• [What is needed]: A word-for-word copy of the lines from the one holding "The endpoint marks every instance of the black" through the final line of the records below is the only output asked for.

• [Point localization data]:
══════════════════════════════

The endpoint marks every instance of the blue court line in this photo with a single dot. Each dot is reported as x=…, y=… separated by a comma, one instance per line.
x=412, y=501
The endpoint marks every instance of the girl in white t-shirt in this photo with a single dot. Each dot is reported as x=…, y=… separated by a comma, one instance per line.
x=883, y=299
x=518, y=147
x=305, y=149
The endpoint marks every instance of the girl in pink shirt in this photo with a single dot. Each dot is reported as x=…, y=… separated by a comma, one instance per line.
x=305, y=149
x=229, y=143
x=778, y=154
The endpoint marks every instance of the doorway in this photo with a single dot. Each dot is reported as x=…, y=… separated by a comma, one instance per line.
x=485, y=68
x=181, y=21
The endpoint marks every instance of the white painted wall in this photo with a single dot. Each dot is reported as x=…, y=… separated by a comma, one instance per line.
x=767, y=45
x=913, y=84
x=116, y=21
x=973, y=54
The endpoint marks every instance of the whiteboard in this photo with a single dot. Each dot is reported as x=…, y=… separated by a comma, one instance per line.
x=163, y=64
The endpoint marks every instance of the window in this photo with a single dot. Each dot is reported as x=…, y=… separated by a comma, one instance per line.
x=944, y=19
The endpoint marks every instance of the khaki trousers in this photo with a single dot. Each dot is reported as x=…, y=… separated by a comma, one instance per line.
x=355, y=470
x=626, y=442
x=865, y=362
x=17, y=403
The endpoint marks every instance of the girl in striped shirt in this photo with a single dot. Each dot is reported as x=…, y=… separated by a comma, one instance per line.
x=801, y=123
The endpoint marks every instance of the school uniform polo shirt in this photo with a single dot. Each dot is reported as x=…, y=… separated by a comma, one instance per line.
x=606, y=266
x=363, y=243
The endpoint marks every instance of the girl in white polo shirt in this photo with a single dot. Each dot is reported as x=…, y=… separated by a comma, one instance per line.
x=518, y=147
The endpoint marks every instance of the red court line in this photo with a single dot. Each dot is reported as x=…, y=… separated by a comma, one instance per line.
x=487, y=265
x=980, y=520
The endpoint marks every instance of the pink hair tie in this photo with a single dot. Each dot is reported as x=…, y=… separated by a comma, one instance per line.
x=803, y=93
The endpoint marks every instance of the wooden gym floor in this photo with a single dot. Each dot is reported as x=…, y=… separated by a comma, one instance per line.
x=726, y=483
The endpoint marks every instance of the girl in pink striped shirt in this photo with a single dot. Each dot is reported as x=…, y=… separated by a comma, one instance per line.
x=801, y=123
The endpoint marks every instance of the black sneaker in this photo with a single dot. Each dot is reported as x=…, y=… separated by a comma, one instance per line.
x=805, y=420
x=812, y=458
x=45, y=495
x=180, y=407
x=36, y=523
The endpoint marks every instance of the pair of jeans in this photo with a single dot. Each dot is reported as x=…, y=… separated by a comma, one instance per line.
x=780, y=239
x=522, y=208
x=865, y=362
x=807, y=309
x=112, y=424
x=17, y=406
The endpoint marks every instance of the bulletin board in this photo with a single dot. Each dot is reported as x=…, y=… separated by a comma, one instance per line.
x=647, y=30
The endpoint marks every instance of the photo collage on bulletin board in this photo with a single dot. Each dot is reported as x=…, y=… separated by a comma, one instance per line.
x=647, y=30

══════════════════════════════

• [Output of the task]:
The endpoint marks every instance of the black sneaker in this photo with a single dot. Each dot is reported as x=…, y=… separated by a comma, one instance per line.
x=805, y=420
x=812, y=458
x=45, y=495
x=180, y=407
x=36, y=523
The endpoint marks every instance of the pair of jeans in this photo with a single dot. Each dot is reported as x=…, y=… separated by a comma, one instance per line.
x=780, y=239
x=522, y=208
x=865, y=362
x=807, y=309
x=112, y=424
x=17, y=406
The endpoint marks every instance of the bulletin board in this photo with a single dot. Each dot is reported as x=…, y=… separated by a comma, one instance per line.
x=647, y=30
The endpoint marks every instance of the photo collage on bulletin board in this photo with a single dot. Each dot is reported as x=…, y=… separated by a comma, one instance per line.
x=647, y=30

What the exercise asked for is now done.